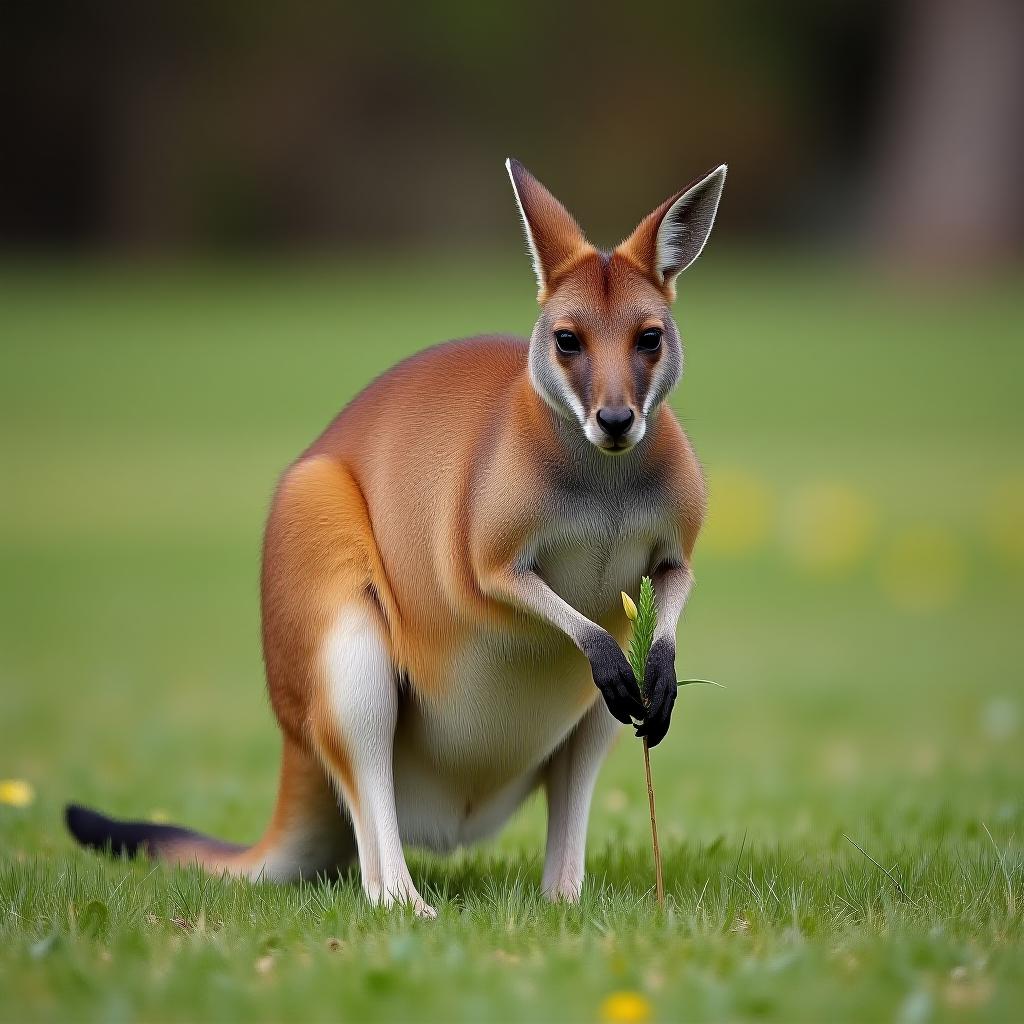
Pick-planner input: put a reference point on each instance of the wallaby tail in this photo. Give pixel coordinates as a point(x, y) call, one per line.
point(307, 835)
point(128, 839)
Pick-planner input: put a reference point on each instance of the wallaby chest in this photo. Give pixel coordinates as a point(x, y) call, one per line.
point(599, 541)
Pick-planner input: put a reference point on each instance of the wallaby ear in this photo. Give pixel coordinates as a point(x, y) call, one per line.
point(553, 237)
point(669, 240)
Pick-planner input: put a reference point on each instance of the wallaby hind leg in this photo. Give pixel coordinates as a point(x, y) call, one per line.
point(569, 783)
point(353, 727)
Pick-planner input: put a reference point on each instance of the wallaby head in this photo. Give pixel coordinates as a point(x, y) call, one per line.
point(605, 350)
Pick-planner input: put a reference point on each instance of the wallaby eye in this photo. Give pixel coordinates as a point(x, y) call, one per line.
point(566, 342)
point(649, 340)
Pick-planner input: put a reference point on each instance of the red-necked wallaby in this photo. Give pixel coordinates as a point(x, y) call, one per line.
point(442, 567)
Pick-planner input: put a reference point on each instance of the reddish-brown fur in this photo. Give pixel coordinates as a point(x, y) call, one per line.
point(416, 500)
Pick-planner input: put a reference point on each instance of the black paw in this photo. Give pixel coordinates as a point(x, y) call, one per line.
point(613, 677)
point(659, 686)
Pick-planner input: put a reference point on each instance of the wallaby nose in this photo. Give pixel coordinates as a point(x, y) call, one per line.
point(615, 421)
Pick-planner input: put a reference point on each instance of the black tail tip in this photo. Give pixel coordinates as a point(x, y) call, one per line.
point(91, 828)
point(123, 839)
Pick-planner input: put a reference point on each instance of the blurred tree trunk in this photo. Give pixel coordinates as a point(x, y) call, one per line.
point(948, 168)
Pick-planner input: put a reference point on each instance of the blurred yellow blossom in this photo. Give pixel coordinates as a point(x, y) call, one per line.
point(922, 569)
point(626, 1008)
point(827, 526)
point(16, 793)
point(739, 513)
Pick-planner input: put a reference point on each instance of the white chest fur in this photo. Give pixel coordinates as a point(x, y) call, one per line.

---------------

> Brief: Change every "reference point" in all of the lines above to "marker" and write the lines out again with nothing else altered. Leave the pictures out.

> Exercise solution:
Pick-planner input: put a marker on each instance of the wallaby tail in this photo. Give pixel coordinates as a point(x, y) call, one per line.
point(307, 835)
point(128, 839)
Pick-planner input: put a marker on each instance of the wallaby chest in this photo. Give pixel coordinates as a point(x, y) call, one per line.
point(599, 541)
Pick-planner input: put a marker on each instance of the wallaby ear in this photo. Give pixel coordinates as a point(x, y) call, one per line.
point(553, 237)
point(669, 240)
Pick-planner input: put a marker on each instance of the wallaby hind leg in this photo. Give pixel coordinates as a point(x, y) call, one per line.
point(569, 783)
point(353, 727)
Pick-planner input: put a marker on each instance of the wallaby head in this photo. Give pixel coordinates as a point(x, y) call, one per line.
point(605, 350)
Pick-planner input: put a marker on each instance of the wallaby eye in this photo. Give pixel coordinates as a point(x, y) call, one per line.
point(566, 342)
point(649, 340)
Pick-planner input: put a marker on each instance of the red-necked wallaby in this photo. Give pixel coordinates as a point(x, y) call, one per line.
point(442, 567)
Pick-planner input: put a marker on each instance of the reddish-brown fur in this photo. Give pixel coordinates as a point(x, y) call, one per line.
point(416, 500)
Pick-planner input: put a marker on each instance of the black paw in this photo. Give pixel coordinates as a point(x, y) call, one per line.
point(613, 677)
point(659, 686)
Pick-planner input: put a marker on each instance of the wallaby nose in this photo. Give pixel coordinates as a point(x, y) call, one per line.
point(615, 421)
Pick-planner input: put a marker on each instance of the black tail tip in this photo. Give pixel coordinates as a point(x, y) call, one per line.
point(91, 828)
point(123, 839)
Pick-planner input: put a marker on each instance of the blurred tree trunk in this photo. Give pixel coordinates as a point(x, y) call, one per line.
point(948, 168)
Pick-planner input: put a marker on each instance of the blurred yellow blossom in this photo. Give pixel coordinates as a point(x, y) call, one per line.
point(922, 569)
point(626, 1008)
point(827, 526)
point(16, 793)
point(739, 513)
Pick-planner input: put a marker on each instance of the white chest fur in this photo. Give pixel coordinates as a point(x, y) call, one per line.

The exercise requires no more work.